- Material to process:

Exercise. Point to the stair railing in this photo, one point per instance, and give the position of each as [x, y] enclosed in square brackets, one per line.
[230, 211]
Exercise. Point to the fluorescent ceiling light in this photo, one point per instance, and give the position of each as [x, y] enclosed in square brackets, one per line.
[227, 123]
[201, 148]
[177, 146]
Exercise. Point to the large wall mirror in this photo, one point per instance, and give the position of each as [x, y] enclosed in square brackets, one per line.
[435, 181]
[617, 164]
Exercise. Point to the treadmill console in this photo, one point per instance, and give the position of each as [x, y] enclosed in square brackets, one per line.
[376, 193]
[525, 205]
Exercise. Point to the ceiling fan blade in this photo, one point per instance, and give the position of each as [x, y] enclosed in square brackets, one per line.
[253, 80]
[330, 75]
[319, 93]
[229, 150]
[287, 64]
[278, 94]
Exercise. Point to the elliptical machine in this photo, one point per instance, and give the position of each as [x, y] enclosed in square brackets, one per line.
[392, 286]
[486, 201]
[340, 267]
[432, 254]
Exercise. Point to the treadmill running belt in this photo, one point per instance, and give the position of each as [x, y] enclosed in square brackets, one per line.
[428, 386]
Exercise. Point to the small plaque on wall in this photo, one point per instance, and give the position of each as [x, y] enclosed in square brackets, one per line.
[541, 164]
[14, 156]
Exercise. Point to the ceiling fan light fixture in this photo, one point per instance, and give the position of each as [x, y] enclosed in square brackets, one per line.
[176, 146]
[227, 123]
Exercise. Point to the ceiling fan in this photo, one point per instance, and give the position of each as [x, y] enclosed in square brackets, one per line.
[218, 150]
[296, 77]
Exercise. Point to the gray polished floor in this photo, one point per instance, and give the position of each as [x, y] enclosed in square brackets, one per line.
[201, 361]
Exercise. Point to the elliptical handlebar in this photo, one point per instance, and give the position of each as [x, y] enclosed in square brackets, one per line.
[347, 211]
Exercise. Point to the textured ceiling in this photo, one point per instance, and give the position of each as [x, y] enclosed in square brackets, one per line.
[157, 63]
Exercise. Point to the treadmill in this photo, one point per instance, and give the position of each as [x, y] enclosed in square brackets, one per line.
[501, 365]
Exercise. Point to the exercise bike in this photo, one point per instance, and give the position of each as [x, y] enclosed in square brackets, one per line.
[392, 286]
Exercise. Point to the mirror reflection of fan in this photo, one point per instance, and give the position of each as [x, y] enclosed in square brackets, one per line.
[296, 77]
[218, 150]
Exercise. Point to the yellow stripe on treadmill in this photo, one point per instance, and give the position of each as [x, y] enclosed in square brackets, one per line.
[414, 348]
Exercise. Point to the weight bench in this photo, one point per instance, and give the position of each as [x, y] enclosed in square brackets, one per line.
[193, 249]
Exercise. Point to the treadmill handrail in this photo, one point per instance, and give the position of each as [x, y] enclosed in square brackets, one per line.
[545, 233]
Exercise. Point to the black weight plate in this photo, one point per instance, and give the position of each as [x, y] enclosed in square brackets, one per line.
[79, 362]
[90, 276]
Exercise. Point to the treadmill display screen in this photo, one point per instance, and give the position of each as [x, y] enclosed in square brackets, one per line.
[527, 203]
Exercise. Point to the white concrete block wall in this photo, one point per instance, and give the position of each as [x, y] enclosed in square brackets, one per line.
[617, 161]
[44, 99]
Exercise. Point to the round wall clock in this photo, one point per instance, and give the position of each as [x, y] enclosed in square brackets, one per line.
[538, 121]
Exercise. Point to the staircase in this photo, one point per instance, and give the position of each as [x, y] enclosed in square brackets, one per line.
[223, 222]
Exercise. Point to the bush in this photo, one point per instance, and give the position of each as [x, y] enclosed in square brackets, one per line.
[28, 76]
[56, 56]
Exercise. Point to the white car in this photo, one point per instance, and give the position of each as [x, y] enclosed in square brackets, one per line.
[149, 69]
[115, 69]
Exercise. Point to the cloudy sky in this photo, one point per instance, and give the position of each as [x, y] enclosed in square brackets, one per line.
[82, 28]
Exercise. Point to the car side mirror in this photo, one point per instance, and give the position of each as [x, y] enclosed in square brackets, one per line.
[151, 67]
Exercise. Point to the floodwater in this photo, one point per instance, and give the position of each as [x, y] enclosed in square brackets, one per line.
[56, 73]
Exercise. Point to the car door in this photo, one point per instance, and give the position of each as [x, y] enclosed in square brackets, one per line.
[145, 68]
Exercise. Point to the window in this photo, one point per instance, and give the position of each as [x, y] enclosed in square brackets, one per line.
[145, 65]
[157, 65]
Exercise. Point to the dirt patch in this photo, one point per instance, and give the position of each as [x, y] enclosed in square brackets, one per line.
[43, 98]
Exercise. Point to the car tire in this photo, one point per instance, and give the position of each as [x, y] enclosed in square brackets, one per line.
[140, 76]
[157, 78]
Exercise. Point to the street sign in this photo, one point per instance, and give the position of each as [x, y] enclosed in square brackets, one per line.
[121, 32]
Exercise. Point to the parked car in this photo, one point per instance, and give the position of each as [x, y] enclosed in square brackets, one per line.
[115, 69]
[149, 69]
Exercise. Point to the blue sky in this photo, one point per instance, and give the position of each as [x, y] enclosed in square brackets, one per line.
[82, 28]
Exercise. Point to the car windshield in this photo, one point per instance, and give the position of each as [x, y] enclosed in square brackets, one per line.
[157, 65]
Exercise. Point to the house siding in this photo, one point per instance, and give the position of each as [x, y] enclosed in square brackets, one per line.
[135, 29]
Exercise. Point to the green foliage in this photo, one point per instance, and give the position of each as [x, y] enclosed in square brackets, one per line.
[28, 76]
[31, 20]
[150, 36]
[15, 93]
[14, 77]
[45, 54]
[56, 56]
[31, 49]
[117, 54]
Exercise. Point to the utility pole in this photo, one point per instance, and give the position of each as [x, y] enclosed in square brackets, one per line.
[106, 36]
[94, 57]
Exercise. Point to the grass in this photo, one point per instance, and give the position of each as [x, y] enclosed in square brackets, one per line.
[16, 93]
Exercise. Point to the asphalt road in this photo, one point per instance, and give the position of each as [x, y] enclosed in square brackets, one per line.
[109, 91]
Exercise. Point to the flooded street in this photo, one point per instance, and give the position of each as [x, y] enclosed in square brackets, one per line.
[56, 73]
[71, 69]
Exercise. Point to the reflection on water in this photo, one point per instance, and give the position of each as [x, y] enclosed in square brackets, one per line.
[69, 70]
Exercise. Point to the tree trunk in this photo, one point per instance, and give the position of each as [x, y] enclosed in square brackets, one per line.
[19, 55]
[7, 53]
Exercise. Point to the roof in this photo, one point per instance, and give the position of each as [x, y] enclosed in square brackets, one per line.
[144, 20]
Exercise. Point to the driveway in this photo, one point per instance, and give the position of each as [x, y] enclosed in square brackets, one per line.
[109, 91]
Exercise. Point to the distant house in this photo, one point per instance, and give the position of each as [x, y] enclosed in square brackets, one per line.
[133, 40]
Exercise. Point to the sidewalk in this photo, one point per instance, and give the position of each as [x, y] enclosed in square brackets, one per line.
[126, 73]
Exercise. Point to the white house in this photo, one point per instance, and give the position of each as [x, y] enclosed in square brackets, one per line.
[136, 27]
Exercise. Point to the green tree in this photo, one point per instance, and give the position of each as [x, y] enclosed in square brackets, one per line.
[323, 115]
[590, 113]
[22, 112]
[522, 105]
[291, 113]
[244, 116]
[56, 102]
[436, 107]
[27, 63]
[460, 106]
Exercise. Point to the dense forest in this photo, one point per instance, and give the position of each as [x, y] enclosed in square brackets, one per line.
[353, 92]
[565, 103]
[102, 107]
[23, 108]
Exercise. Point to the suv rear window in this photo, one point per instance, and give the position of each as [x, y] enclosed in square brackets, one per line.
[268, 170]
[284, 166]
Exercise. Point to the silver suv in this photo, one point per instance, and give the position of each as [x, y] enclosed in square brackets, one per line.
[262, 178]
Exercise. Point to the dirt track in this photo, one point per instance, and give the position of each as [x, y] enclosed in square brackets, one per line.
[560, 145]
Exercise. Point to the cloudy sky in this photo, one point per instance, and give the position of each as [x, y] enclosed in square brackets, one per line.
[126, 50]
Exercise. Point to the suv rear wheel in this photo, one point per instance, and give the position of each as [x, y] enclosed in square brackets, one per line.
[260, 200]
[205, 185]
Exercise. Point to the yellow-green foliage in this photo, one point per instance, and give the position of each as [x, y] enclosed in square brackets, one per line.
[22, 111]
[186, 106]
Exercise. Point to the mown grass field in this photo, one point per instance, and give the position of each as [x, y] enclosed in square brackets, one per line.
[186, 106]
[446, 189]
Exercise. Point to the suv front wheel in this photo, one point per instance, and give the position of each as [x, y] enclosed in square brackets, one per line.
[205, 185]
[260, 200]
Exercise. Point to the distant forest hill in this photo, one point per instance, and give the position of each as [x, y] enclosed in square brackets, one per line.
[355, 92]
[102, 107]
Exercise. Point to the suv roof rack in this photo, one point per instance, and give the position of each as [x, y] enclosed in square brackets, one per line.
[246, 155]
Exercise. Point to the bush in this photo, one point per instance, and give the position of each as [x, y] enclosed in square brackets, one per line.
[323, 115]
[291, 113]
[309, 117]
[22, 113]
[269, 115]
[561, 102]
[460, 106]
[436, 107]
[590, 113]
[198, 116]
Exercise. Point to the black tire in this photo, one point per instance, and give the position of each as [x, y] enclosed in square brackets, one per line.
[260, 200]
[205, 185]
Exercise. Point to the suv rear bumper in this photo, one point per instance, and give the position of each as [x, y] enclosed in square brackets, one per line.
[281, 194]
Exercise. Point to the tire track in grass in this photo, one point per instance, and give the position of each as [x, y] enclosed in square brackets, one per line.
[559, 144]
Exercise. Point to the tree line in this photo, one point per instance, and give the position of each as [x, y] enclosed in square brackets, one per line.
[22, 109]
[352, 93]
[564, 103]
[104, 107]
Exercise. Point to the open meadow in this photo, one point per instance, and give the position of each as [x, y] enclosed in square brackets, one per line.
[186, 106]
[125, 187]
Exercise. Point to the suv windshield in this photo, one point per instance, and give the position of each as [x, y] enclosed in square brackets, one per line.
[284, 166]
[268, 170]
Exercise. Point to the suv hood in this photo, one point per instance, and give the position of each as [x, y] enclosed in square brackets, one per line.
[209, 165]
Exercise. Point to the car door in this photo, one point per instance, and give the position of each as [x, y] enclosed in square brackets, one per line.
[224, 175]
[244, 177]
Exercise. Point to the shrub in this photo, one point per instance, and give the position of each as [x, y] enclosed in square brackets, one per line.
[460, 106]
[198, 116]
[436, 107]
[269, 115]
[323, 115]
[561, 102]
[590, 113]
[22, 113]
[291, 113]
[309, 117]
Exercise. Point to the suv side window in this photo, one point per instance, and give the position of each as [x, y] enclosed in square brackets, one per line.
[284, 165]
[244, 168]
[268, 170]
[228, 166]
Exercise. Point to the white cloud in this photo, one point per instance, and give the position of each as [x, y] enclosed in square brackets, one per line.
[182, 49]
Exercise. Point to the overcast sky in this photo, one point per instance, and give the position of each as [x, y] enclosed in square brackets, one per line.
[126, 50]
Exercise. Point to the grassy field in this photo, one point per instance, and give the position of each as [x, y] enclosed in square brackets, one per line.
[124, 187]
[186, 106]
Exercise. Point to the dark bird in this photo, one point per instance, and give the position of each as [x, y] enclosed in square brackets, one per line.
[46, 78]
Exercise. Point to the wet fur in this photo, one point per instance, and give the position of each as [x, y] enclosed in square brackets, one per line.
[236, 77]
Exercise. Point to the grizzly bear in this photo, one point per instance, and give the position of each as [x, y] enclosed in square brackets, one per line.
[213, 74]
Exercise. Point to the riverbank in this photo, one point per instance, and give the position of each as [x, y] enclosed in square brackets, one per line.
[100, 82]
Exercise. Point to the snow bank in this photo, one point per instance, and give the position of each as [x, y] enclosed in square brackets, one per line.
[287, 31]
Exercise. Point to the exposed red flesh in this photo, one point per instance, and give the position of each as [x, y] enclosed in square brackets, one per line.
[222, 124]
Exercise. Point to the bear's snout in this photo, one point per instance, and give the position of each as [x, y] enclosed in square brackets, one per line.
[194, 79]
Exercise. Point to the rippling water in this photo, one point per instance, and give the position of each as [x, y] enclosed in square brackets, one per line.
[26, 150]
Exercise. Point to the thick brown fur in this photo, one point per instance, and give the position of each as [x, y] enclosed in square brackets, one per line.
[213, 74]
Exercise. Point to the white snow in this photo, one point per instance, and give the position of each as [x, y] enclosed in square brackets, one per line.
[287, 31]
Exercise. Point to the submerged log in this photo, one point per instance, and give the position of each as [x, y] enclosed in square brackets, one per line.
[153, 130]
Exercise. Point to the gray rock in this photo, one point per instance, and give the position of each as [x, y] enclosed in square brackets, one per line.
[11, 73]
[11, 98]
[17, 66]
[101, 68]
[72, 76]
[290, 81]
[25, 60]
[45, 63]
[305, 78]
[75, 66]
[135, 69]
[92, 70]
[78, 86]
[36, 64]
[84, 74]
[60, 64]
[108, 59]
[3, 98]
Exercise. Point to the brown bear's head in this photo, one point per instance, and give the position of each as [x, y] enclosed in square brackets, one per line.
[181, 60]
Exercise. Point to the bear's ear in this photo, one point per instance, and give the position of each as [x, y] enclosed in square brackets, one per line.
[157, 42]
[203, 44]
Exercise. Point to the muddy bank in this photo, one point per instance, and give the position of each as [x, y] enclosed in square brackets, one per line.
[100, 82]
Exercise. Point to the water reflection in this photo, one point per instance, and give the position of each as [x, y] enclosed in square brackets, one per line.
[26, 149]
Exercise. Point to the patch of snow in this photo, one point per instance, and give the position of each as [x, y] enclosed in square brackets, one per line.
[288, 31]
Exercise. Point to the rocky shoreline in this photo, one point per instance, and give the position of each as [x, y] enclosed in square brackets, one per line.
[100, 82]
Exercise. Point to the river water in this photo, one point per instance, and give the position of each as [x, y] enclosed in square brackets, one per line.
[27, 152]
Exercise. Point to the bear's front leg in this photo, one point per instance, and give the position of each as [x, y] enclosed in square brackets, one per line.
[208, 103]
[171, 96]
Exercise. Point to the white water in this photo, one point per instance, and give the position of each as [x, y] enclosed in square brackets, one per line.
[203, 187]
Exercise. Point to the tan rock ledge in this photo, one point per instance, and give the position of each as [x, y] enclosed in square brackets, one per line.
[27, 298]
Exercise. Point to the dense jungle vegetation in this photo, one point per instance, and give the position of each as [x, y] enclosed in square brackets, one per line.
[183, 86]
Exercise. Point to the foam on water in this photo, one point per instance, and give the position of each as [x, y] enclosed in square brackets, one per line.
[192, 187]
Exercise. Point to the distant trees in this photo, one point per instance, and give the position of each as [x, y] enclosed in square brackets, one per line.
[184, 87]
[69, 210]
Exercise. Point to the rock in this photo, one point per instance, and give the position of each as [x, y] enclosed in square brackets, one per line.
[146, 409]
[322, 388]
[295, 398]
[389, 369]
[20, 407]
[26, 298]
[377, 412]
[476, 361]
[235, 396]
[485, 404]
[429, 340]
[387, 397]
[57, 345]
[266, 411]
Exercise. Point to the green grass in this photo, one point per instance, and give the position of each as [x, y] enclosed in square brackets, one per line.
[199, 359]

- Brief: Add 64 to every coordinate in the answers, starting with the line that contains "Exercise. Point to the foam" and going on through the last line of the records, both ends included. Write out only those lines, with the requests unchanged.

- Full solution:
Exercise. Point to the foam on water in this photo, one point per instance, and give the position of each as [x, y] enclosed in square brackets, one per line.
[256, 251]
Exercise. Point to the distant trees in this photo, one point per instance, and give the position of each as [x, y] enclosed in square brackets, one per line.
[248, 151]
[133, 274]
Exercise. Point to the rock in this photo, one point per instance, and give the position of each as [x, y] enclosed in square brackets, one per line.
[210, 473]
[386, 452]
[359, 462]
[453, 433]
[84, 471]
[90, 362]
[441, 476]
[540, 425]
[299, 460]
[549, 468]
[493, 404]
[451, 461]
[121, 409]
[330, 475]
Exercise. Point to the green grass in this photo, one point per instance, and give the position of each as [x, y] enclosed in square brackets, one per line.
[263, 423]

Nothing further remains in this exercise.